■ READING TEXT

Microsoft Zune is one of the company's struggling products. Others include its search efforts, its mobile phone efforts, and its tablet efforts.  (Source: LIFE)
CNN Money says that the end may be near for Microsoft's attempts to appeal to the masses

Amid record profits Microsoft has serious cause for concern.  It is coming off the high of the fastest-selling operating system in its history -- Windows 7.  That OS sent its profits soaring and convinced some that Microsoft was no longer on the retreat.

But part of Windows 7's success was due to how poorly received Vista was.  With Windows 8 landing reportedly in 2012, the company may have significant difficulties in convincing the average consumer to upgrade to its latest and great OS.

Other than the Windows brand, Xbox and Microsoft Office are the company's other two major successes in the consumer sector.  But the Xbox trails Nintendo's “family friendly” Wii and the Office team is getting seriously nervous about growing consumer interest in OpenOffice.

On the other hand, Bing has failed to gain even 10 percent of the search market in most metrics, despite a massive ad push and a deal with Yahoo. Zune remains a tiny player in the MP3 market, having failed to become a true competitor in terms of sales to Apple's iPod line.  And Microsoft's smartphone empire, once a major player, is in rebuilding mode after the disastrous Kin and ill-received Windows Mobile 6.5.  It is placing its hopes on Windows Phone 7, but that phone enters a packed market.

Internet Explorer, Microsoft's browser, has long led the market, but has seen a steady decline in recent years, which may allow Firefox and Chrome to eventually reach its formerly insurmountable market share peak.  Microsoft's key hope here is a new product, Internet Explorer 9.

■ Records of labeled points

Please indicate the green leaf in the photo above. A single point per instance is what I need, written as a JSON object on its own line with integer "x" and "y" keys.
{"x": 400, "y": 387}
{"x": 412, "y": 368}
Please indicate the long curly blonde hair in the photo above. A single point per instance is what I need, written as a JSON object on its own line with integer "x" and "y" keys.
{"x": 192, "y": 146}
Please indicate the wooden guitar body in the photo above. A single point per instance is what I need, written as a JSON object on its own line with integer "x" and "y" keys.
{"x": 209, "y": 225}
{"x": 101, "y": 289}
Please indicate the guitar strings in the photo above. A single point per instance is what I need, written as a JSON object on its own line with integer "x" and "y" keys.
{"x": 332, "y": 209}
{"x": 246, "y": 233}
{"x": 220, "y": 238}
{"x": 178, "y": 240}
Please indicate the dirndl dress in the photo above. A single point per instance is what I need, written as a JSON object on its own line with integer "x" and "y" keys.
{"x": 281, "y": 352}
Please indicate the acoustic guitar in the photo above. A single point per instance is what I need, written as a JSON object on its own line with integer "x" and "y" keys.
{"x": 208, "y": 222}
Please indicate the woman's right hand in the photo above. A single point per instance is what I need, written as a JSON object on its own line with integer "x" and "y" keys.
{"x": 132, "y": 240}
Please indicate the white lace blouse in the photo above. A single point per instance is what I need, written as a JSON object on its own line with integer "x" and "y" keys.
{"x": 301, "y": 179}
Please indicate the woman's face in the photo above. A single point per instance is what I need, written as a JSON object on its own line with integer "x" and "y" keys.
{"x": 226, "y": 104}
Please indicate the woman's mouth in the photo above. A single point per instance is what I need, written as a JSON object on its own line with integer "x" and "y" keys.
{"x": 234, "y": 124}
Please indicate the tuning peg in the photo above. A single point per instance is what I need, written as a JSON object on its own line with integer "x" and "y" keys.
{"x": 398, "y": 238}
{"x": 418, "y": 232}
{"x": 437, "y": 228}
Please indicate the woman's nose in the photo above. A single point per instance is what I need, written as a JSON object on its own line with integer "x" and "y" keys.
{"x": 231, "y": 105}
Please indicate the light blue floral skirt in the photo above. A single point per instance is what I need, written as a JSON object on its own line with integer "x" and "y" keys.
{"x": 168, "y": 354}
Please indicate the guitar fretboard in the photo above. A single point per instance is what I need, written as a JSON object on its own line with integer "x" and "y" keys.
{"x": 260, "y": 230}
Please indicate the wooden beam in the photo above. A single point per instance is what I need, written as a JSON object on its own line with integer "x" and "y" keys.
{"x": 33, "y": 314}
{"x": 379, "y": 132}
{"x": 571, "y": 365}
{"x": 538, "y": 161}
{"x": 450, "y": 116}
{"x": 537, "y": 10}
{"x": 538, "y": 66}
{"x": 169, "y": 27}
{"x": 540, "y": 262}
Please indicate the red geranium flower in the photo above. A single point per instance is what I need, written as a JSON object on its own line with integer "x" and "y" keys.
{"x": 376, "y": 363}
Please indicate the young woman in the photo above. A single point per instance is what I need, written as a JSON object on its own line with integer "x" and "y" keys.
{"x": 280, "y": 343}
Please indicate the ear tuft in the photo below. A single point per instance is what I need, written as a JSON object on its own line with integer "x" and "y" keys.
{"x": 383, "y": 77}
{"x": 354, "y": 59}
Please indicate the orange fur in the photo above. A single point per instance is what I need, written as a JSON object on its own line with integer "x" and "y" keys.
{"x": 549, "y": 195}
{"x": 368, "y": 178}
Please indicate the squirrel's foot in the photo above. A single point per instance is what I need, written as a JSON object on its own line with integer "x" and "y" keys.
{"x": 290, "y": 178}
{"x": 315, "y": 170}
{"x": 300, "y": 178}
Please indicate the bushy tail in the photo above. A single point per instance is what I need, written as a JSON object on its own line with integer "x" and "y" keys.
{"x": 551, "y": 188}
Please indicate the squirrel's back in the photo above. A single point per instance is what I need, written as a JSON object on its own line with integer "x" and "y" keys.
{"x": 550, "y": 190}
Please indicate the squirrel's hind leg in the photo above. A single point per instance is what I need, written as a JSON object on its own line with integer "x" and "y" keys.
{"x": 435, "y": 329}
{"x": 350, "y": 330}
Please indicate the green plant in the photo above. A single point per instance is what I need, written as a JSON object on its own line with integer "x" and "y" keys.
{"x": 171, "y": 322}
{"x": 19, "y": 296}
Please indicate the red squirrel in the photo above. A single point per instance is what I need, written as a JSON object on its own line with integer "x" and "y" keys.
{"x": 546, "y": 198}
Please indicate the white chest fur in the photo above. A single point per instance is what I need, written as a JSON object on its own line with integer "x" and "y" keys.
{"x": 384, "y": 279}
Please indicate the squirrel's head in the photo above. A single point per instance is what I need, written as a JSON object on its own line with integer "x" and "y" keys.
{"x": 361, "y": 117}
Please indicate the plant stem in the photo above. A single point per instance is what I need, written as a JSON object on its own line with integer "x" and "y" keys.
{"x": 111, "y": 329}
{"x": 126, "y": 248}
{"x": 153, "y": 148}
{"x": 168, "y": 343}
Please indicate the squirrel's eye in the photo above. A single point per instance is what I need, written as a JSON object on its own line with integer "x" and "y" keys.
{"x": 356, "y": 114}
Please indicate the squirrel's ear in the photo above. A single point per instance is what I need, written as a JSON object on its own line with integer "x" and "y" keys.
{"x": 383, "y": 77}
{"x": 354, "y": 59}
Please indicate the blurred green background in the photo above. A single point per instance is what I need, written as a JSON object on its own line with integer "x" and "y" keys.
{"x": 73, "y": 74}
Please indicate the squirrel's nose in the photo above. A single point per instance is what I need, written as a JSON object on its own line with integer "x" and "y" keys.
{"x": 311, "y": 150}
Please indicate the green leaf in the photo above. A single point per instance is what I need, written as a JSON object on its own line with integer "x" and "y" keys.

■ WHAT THIS EXERCISE ASKS
1: Recast the records as a numbered list, one line per item and no blank lines, starting at the line that contains "Please indicate the plant" and ending with the last line of the records.
2: Continue the article on Microsoft's struggling consumer products from the point where it stops.

■ REPLIES
1:
1. Please indicate the plant stem in the photo above. A single point per instance is what I need, written as a JSON object on its own line with integer "x" and "y" keys.
2. {"x": 111, "y": 329}
3. {"x": 126, "y": 248}
4. {"x": 153, "y": 148}
5. {"x": 168, "y": 343}
6. Please indicate the squirrel's eye in the photo above. A single point per instance is what I need, written as a JSON object on its own line with integer "x" and "y" keys.
7. {"x": 356, "y": 114}
8. Please indicate the squirrel's ear in the photo above. A single point per instance is what I need, written as a JSON object on its own line with integer "x" and "y" keys.
9. {"x": 383, "y": 77}
10. {"x": 354, "y": 59}
11. Please indicate the blurred green background in the photo above. A single point per instance is what I need, written as a JSON object on its own line with integer "x" and "y" keys.
12. {"x": 73, "y": 74}
13. Please indicate the squirrel's nose in the photo above. A single point per instance is what I need, written as a JSON object on its own line with integer "x" and "y" keys.
14. {"x": 311, "y": 150}
15. Please indicate the green leaf in the photo above. A single point per instance is what I need, written as a JSON object on its own line with integer "x" and "y" keys.

2:
So while it seems that 
CNN Money's recent headline, "Microsoft is a dying consumer brand", is a bit sensational, it is a claim that is grounded in some reality.  

One of the key points in the article is that aside from the struggles of many of Microsoft's consumer "expansion" business units, it is also bleeding executive talent, like many other struggling firms (HP, Yahoo, etc.).  States the report, "Microsoft's executive suite is in turmoil. CFO Chris Liddel, entertainment unit head Robbie Bach, device design leader J Allard and business division chief Stephen Elop have left within the past year. Ray Ozzie joined the exit parade last week."

The report praises Microsoft's recent efforts, but concludes in cautionary fashion, "Microsoft just has to hope [they're] not too late."

Much like the Romans or Greeks, Microsoft has built a mighty empire, a key part of which are expansions into new arenas -- in Microsoft's case phones, video game consoles, and internet services.  

But much like the Roman empire fell, Microsoft appears dangerously close to losing its expansions to hungrier parties.  But much like Rome, it will likely hold on to its central holdings (Windows, Internet Explorer, Xbox, and Microsoft Office) for some time, even if its other efforts fall into commercial purgatory.

The talent gap is absolutely a concern for Microsoft.  And equally concerning is the fact that the company is being led by Steve Ballmer.  Mr. Ballmer, while a brilliant tactician in some regards and a man with obviously enormous love for the company, has failed to execute a strategy to turn around the company's struggling units -- or one that works at least.  

To succeed, Microsoft may need to move on without Mr. Ballmer.  But who to pick to lead the world's largest software company, perhaps the most powerful technology company in the world?  The leading candidates have already left the company.  That means that, essentially, there's no easy answer to Microsoft's leadership issues and that the ongoing risk to the company is tremendous.

Is Microsoft's consumer brand "dying"?  Not yet, in our minds.  But it lacks the hunger that it once did.  And it most certainly sorely misses the leadership of its founder and chief visionary -- Bill Gates.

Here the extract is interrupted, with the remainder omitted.